• [Brief 1]
In the listing, substitute "lake" for "river" in the lines from the one containing "Exercise. Point out the river" up to and including the one containing "point(230, 362)", and leave everything else unchanged.

• [Selected extract]
And now for the grand finale of the Holidazzle parade with the IDS Tower in the background. That was Santa’s sleigh with all the reindeer that just went by.
I really enjoyed working with the lit floats in the Holidazzle parade — this one had lots of red lights and I managed to start the exposure just before it entered the frame. If you look at the center bottom you’ll see a blue and purple light. That’s a woman selling lighted wands, you know, for kids — she’s got a box full of them.
This is the same perspective that posted earlier, you can learn about the exposure and the scene on that post. Though they are the same scene, the lighting and processing are different. On the previous one I tried to keep the color as close to real as possible, but on this one I was going for the effect of the light.
Up the street on the left is Sam’s Red Popcorn Wagon. As I mentioned earlier, Greg and I stopped by to take some pictures and Sam offered us Cider and Hot Chocolate. He’s a really nice guy and enjoyed us taking pictures of him and his wagon. I finally have a photo processed that I like of him and here it is:
As you can see, this was some tough lighting conditions, I had to give up my long exposures for the portrait. I was confronted with a real-life Edward Hopper indoor/outdoor subject. Only difference was that the inside was much brighter than the outdoor. I wanted the buildings in the shot so I had to get down low. So even though the photo was a challenge to take, Sam was such a nice guy that I wanted to get this picture posted.
If you get to the Holidazzle, stop by and get some chili from Sam.
Foggy nights are good for eating Minneapolitains.
The shining emerald city of Minneapolis offers it’s best view from 35W, in fact, if you are a fan of the movie Fargo, you will see this angle as the guys drive in from Brainerd. Actually, if they were coming from Brainerd, they would be coming the other direction, but the view of downtown from the North isn’t nearly as spectacular. Unless you were there on the first of August.
Long exposures is one of the many benefits of night photography. To learn how to take photos like this and many more photography tips, please stay tuned to my daily photo blog, where I publish a photo from Minneapolis every day.
In the great words of James Lileks, it’s the Rock’em Sock’em Robot, and he’s pissed. Why is there a giant robot trying to eat Minneapolis? This image has not been edited; this thing really exists. The Walker Art Center is an aluminum-encrusted monstrosity that actually scares me — this is about as close as I dare get.
Just below Mr. Rock’em is a tunnel. This allows Interstate 94 to go under one of the busiest intersections in the area. It’s not the big dig, but it’s pretty cool. The pedestrian bridge I’m standing on is insanely loud; the sound coming out of the tunnel/acoustic shotgun blasts straight at the bridge.
Aside from the cold, going deaf and being chased by an angry giant robot, I had a good time.

• [Material for this task]
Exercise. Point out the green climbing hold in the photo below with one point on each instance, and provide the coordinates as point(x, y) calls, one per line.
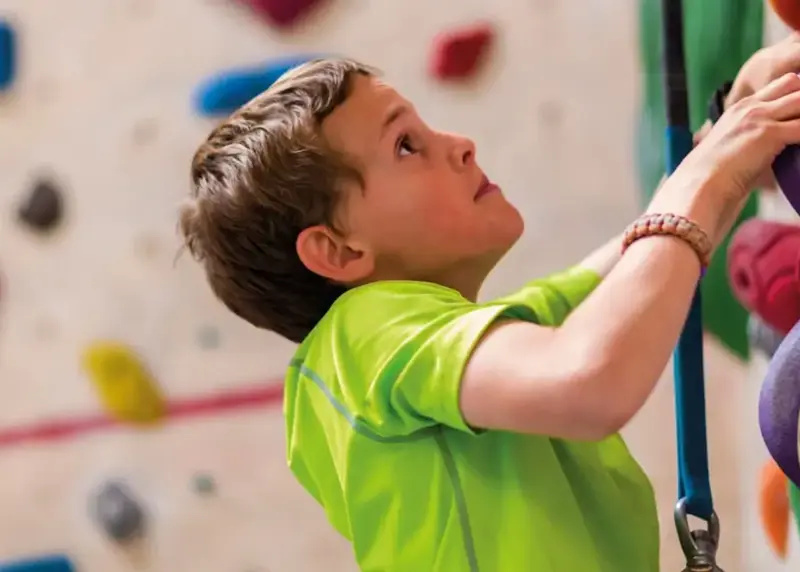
point(794, 502)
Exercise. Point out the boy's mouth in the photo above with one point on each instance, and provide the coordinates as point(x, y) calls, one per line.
point(485, 188)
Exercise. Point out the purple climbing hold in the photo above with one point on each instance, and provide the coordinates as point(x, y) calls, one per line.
point(779, 406)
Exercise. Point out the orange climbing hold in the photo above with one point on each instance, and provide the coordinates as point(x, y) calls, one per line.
point(459, 53)
point(773, 505)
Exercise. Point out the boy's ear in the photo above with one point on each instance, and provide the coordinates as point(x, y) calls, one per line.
point(328, 254)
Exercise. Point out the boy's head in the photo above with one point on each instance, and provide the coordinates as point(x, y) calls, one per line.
point(330, 180)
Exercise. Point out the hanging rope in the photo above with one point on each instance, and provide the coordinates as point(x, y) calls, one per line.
point(694, 489)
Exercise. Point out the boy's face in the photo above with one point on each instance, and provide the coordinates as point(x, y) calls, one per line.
point(427, 210)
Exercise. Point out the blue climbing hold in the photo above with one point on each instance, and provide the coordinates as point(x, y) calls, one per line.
point(51, 563)
point(227, 91)
point(8, 55)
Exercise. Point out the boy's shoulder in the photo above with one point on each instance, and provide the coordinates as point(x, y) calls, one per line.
point(364, 309)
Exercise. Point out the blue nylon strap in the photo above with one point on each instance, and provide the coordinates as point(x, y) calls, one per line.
point(690, 401)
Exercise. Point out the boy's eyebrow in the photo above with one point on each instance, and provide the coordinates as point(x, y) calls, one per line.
point(394, 114)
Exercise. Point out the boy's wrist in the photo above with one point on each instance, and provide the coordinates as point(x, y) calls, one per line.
point(698, 197)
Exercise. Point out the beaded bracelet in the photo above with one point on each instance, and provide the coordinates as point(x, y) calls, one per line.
point(670, 225)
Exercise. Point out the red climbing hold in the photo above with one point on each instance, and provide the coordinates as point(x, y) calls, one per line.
point(282, 13)
point(764, 271)
point(459, 53)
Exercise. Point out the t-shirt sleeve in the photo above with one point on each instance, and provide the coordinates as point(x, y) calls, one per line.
point(553, 298)
point(398, 352)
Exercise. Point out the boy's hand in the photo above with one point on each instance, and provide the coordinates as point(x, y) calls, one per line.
point(729, 162)
point(766, 65)
point(763, 67)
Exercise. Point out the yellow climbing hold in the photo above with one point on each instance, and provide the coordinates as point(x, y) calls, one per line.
point(126, 389)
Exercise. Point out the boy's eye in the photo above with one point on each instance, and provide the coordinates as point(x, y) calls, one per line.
point(404, 146)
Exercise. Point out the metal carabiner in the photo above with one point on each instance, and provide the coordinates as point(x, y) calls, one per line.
point(699, 546)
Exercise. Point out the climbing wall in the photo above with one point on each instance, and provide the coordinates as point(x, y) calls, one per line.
point(765, 511)
point(96, 135)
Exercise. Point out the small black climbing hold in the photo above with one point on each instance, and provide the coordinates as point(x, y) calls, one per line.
point(43, 208)
point(116, 510)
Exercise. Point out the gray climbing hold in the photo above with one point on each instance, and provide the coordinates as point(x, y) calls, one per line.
point(763, 337)
point(204, 484)
point(116, 510)
point(43, 208)
point(208, 337)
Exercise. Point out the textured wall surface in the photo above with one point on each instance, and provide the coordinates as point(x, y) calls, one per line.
point(102, 103)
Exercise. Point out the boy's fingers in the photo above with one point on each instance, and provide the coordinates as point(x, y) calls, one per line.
point(786, 108)
point(784, 85)
point(789, 132)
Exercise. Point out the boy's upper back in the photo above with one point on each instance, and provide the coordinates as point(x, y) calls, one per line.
point(375, 434)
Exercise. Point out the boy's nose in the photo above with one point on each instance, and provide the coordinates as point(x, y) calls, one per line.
point(764, 271)
point(462, 151)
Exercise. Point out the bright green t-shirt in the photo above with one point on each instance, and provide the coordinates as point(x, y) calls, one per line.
point(375, 434)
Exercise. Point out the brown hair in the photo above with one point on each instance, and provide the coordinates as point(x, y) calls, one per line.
point(258, 180)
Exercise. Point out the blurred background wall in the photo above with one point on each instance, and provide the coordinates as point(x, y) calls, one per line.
point(102, 107)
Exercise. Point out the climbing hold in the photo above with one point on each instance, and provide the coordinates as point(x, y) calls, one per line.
point(773, 504)
point(208, 337)
point(794, 503)
point(788, 11)
point(204, 484)
point(459, 53)
point(763, 271)
point(8, 55)
point(126, 388)
point(225, 92)
point(43, 207)
point(282, 13)
point(763, 337)
point(779, 406)
point(49, 563)
point(116, 510)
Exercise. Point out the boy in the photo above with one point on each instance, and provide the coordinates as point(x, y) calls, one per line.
point(438, 433)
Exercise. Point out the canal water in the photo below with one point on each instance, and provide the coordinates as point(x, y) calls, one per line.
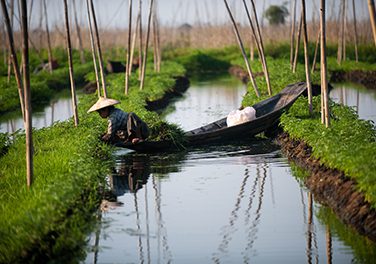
point(239, 203)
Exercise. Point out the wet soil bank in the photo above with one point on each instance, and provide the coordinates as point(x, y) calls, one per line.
point(332, 188)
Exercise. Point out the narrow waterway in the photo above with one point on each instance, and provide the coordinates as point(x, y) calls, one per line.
point(239, 203)
point(59, 109)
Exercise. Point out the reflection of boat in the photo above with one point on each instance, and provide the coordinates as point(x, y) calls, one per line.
point(268, 113)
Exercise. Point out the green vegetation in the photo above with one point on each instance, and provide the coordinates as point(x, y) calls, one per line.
point(53, 217)
point(349, 145)
point(70, 163)
point(364, 250)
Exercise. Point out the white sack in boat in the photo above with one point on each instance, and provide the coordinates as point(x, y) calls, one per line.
point(236, 117)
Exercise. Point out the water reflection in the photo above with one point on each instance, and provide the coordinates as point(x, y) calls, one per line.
point(235, 203)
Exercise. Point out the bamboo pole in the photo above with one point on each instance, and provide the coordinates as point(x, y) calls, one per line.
point(297, 46)
point(71, 73)
point(78, 30)
point(240, 43)
point(146, 46)
point(98, 46)
point(49, 49)
point(355, 33)
point(134, 43)
point(324, 81)
point(341, 33)
point(140, 56)
point(13, 57)
point(372, 15)
point(93, 51)
point(11, 26)
point(316, 51)
point(27, 94)
point(128, 67)
point(292, 33)
point(262, 53)
point(306, 59)
point(156, 35)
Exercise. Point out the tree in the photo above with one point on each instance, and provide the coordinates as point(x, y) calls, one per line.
point(276, 14)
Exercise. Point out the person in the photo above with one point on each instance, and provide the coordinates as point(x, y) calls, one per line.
point(122, 126)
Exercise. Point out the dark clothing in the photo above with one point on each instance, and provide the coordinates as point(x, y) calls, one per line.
point(125, 126)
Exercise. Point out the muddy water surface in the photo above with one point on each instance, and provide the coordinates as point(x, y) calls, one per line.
point(59, 109)
point(237, 203)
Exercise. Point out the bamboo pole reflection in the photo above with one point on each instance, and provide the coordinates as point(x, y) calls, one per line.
point(229, 229)
point(162, 232)
point(252, 229)
point(328, 245)
point(311, 235)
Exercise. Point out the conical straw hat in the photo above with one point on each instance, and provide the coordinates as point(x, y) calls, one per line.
point(102, 103)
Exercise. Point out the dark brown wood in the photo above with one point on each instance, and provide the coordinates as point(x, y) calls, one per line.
point(13, 57)
point(27, 94)
point(70, 62)
point(268, 113)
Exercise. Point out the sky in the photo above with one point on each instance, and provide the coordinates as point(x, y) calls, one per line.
point(114, 13)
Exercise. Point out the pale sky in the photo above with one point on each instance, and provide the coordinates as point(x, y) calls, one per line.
point(114, 13)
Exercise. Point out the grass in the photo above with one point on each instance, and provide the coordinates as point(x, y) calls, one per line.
point(51, 219)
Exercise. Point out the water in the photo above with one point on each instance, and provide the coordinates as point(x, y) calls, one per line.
point(236, 203)
point(59, 109)
point(363, 101)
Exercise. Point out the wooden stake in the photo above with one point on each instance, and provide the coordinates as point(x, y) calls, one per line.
point(324, 81)
point(48, 37)
point(140, 48)
point(240, 43)
point(341, 38)
point(292, 34)
point(258, 37)
point(98, 43)
point(93, 51)
point(146, 46)
point(297, 46)
point(355, 33)
point(27, 94)
point(306, 59)
point(316, 51)
point(128, 67)
point(372, 15)
point(11, 26)
point(134, 43)
point(78, 30)
point(71, 74)
point(13, 57)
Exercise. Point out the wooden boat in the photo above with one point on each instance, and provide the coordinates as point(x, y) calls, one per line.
point(268, 113)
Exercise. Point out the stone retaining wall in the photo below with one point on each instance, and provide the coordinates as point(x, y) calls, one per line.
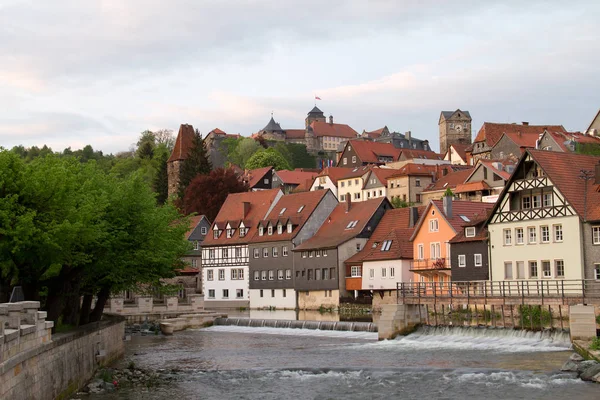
point(38, 365)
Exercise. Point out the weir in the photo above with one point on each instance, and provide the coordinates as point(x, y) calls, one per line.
point(348, 326)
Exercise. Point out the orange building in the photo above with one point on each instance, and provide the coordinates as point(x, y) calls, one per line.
point(440, 222)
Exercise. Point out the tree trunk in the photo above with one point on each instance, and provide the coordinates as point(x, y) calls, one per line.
point(100, 302)
point(86, 308)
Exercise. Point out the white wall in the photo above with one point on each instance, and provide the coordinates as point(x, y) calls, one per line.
point(401, 274)
point(279, 302)
point(569, 250)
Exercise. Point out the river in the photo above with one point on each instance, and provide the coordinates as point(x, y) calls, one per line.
point(230, 362)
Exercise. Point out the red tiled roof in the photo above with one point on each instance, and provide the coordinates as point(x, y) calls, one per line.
point(471, 187)
point(369, 152)
point(232, 212)
point(491, 132)
point(334, 130)
point(450, 181)
point(255, 175)
point(295, 177)
point(295, 133)
point(290, 204)
point(183, 143)
point(563, 169)
point(333, 232)
point(393, 226)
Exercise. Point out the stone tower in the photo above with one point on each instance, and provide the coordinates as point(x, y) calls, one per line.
point(455, 128)
point(314, 115)
point(181, 151)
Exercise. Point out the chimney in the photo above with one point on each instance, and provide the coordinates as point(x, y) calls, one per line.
point(447, 201)
point(413, 216)
point(246, 205)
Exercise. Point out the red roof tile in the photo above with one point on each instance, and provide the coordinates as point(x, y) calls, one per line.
point(491, 132)
point(393, 226)
point(183, 143)
point(232, 212)
point(334, 130)
point(333, 232)
point(286, 210)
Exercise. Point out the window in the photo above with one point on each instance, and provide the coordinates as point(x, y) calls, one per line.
point(433, 225)
point(559, 268)
point(532, 234)
point(507, 237)
point(519, 235)
point(545, 234)
point(508, 270)
point(547, 199)
point(532, 269)
point(596, 234)
point(546, 269)
point(558, 233)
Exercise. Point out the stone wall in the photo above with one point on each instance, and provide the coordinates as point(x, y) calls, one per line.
point(37, 365)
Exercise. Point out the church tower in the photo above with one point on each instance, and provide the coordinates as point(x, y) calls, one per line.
point(455, 128)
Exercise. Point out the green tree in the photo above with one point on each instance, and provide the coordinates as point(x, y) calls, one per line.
point(268, 158)
point(197, 163)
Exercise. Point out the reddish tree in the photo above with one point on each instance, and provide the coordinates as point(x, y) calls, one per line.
point(206, 193)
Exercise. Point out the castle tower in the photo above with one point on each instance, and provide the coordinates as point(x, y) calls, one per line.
point(314, 115)
point(455, 128)
point(181, 151)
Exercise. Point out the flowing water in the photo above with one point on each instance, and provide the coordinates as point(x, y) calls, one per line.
point(233, 362)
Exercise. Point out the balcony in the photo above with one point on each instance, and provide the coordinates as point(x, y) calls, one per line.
point(430, 264)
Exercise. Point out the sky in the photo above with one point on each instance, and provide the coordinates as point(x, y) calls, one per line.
point(100, 72)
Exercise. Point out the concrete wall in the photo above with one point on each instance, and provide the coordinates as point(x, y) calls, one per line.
point(47, 367)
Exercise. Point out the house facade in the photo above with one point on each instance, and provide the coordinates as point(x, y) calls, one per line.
point(295, 218)
point(225, 254)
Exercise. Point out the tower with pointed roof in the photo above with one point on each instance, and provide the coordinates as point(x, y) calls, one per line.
point(455, 128)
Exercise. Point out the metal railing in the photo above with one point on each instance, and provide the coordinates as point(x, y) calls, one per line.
point(586, 289)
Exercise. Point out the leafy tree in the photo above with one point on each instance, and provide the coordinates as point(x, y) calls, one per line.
point(268, 158)
point(207, 193)
point(196, 163)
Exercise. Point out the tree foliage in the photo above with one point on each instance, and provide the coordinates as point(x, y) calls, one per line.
point(70, 229)
point(206, 193)
point(268, 158)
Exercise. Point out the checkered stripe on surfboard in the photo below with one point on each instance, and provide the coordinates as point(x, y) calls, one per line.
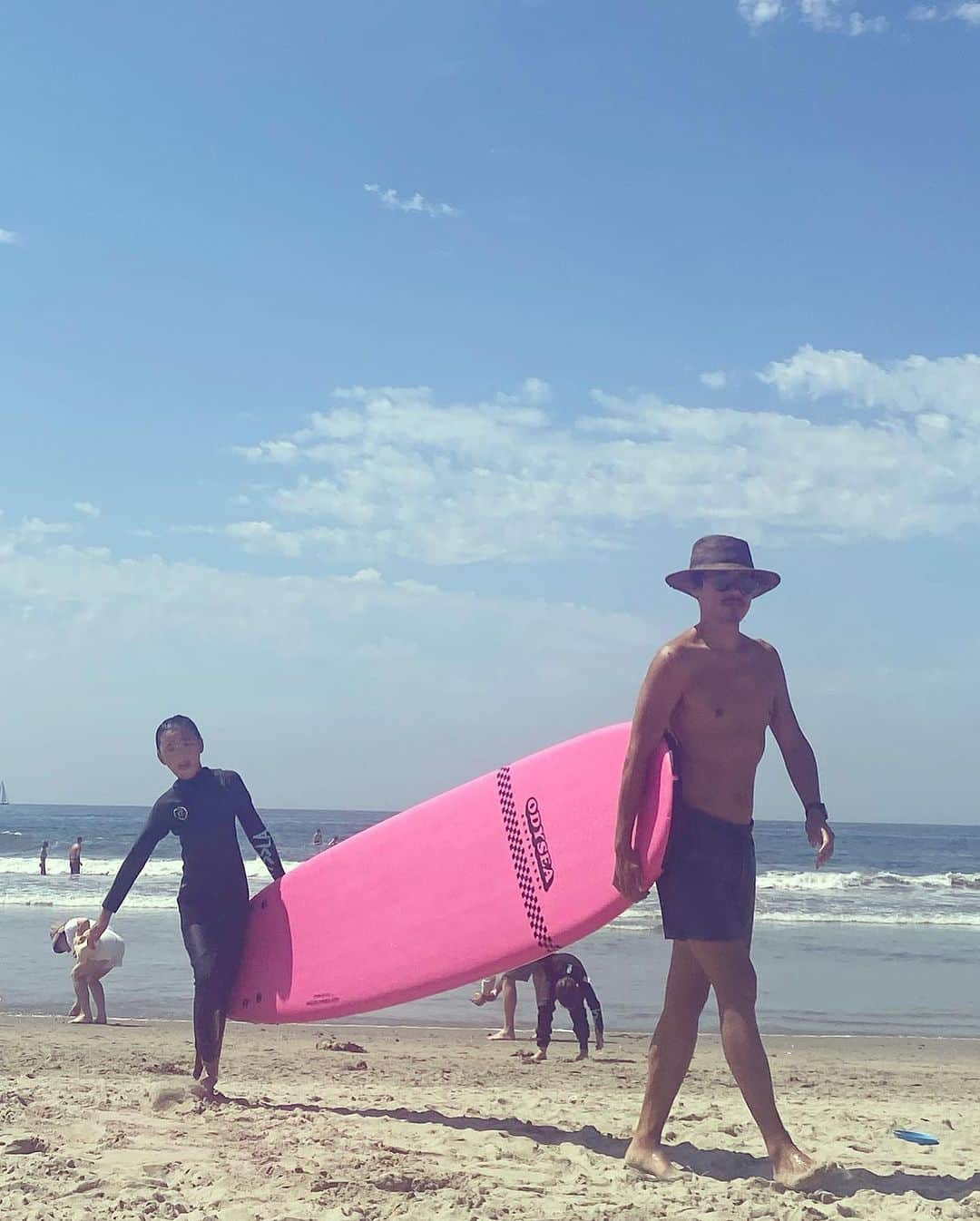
point(524, 870)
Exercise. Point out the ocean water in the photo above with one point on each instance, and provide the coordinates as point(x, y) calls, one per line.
point(885, 939)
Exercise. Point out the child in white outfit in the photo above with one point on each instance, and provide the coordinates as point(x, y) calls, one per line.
point(91, 966)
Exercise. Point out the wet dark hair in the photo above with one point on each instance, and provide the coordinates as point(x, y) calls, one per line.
point(566, 991)
point(177, 723)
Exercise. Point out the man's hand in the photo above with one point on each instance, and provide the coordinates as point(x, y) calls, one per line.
point(627, 877)
point(98, 928)
point(820, 836)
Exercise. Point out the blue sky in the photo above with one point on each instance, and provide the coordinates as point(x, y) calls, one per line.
point(366, 366)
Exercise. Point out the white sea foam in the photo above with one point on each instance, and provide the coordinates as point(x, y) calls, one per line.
point(93, 867)
point(783, 879)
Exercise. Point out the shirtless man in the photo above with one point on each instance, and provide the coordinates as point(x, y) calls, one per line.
point(715, 692)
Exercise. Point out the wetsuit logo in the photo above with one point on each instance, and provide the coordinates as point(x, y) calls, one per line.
point(542, 854)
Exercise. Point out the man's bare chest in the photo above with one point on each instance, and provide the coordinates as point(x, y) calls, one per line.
point(727, 699)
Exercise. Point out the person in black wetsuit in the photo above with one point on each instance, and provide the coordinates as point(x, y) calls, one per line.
point(557, 977)
point(201, 810)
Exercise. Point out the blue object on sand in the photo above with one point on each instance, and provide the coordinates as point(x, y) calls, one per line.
point(916, 1137)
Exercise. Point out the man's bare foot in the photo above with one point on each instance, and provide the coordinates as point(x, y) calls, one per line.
point(205, 1087)
point(793, 1168)
point(651, 1159)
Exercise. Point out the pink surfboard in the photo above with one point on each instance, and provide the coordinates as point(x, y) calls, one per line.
point(486, 877)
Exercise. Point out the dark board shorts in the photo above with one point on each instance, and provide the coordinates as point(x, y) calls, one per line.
point(708, 886)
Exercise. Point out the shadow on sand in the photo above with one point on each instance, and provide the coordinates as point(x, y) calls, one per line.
point(718, 1164)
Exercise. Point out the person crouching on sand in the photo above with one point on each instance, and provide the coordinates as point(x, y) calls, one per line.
point(201, 808)
point(715, 692)
point(557, 977)
point(92, 965)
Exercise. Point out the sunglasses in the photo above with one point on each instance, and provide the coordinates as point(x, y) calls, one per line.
point(721, 582)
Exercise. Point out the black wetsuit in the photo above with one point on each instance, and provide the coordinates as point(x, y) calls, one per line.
point(212, 899)
point(561, 966)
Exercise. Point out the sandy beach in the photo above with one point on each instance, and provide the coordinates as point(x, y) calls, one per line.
point(426, 1123)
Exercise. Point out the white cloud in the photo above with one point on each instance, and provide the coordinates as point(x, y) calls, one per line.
point(416, 203)
point(328, 666)
point(825, 16)
point(392, 473)
point(859, 24)
point(34, 530)
point(282, 452)
point(759, 13)
point(906, 387)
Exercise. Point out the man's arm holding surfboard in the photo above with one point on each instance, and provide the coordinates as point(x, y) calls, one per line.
point(659, 696)
point(256, 829)
point(800, 763)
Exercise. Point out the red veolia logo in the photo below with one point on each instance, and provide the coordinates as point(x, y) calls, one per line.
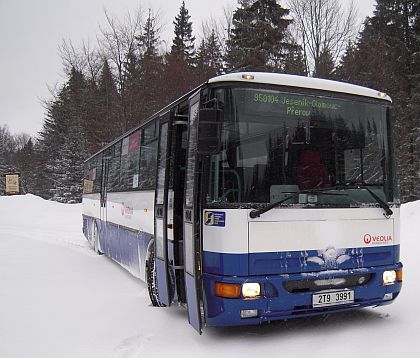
point(376, 239)
point(367, 239)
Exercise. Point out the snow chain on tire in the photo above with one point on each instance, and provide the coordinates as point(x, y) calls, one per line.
point(152, 280)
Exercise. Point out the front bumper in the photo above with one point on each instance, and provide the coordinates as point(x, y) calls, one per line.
point(278, 303)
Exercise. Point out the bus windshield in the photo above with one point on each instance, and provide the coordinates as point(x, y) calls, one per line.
point(277, 143)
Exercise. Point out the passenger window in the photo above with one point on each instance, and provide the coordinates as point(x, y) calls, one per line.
point(130, 155)
point(148, 157)
point(114, 168)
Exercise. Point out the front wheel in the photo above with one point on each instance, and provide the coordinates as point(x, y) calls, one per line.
point(152, 279)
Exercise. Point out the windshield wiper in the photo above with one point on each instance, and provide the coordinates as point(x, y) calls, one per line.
point(383, 204)
point(256, 213)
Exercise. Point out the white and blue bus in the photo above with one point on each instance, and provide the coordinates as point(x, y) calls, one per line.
point(255, 197)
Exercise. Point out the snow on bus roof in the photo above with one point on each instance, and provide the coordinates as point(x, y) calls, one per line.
point(281, 79)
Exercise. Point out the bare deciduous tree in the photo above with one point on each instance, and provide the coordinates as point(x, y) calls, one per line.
point(119, 41)
point(86, 59)
point(323, 27)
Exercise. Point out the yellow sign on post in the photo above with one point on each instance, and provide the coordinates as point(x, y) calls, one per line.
point(87, 186)
point(12, 184)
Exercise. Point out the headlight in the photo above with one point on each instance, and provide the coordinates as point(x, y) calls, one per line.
point(250, 290)
point(389, 277)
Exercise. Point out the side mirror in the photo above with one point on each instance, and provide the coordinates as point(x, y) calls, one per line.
point(209, 131)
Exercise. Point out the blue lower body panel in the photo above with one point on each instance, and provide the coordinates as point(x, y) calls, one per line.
point(126, 246)
point(278, 301)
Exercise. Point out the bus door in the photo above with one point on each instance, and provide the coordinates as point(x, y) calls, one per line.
point(161, 210)
point(103, 194)
point(192, 246)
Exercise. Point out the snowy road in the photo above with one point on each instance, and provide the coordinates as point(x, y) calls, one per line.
point(58, 299)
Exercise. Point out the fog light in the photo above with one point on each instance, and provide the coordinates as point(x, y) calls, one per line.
point(249, 313)
point(389, 277)
point(251, 289)
point(399, 275)
point(388, 296)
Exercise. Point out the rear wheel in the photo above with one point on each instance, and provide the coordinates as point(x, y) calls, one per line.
point(152, 279)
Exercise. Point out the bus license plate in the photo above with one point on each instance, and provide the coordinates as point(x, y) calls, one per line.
point(332, 298)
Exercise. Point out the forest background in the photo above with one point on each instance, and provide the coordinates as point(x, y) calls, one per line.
point(113, 86)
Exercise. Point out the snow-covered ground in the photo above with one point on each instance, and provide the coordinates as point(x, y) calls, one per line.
point(58, 299)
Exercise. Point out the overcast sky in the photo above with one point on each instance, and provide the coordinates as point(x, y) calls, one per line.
point(31, 30)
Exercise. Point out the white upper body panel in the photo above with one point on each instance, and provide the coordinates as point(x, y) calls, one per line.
point(281, 79)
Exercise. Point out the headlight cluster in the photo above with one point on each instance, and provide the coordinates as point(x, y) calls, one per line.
point(392, 276)
point(234, 290)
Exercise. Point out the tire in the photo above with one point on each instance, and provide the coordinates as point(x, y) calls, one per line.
point(95, 239)
point(152, 279)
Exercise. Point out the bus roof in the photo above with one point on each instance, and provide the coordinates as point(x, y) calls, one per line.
point(281, 79)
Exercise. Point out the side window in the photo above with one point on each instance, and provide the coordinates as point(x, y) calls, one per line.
point(148, 157)
point(92, 175)
point(130, 155)
point(114, 168)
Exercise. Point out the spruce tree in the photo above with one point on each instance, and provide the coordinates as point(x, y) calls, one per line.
point(258, 38)
point(180, 73)
point(63, 141)
point(150, 67)
point(183, 42)
point(209, 57)
point(107, 117)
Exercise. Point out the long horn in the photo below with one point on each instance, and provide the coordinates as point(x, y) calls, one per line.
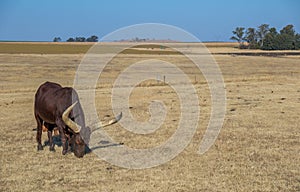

• [Brief 2]
Pick up the Minneapolis night photography blog after its final sentence and keep it going.

• [Answer 1]
Exercise. Point out the lake in the photo above with one point on each instance, and provide the coordinates as point(x, y) calls, one per line.
point(230, 362)

• [Answer 2]
If you breath deep, listen to the silence and and try to become one with the universe, you can hand-hold a camera still enough to take a shot like this. 🙂
This is an additional picture of the Minneapolis Midtown Greenway Bridge. I spent some more time cranking the color balance around to get this bridge to match the Guthrie Theater colors (also known as Best Buy or Ikea colors).
The Minneapolis Midtown Greenway Bridge is now open to the public! It’s true, I went to the Grand Opening Ceremony last night. The mayor was there as well as all the officials that made this impressive bridge possible. It’s unique in that on the side opposite of the cable stay tower is a light rail line and a power transmission line. The bridge actually threads between them. It’s something to see, but not at night.
I got up early this morning to go down and take these pictures. When the ceremony was over last night, it was too gray and dark to take any good pics, and since I biked over, I didn’t bring the tripod for a proper night shot. I choked up the aperture to f9 at 15 seconds. I put the white balance at 5100k to get the car lights white and the bridge lights are actually blue. Noise reduction really helps the black, and yes, I like the lens flare very much, thank you.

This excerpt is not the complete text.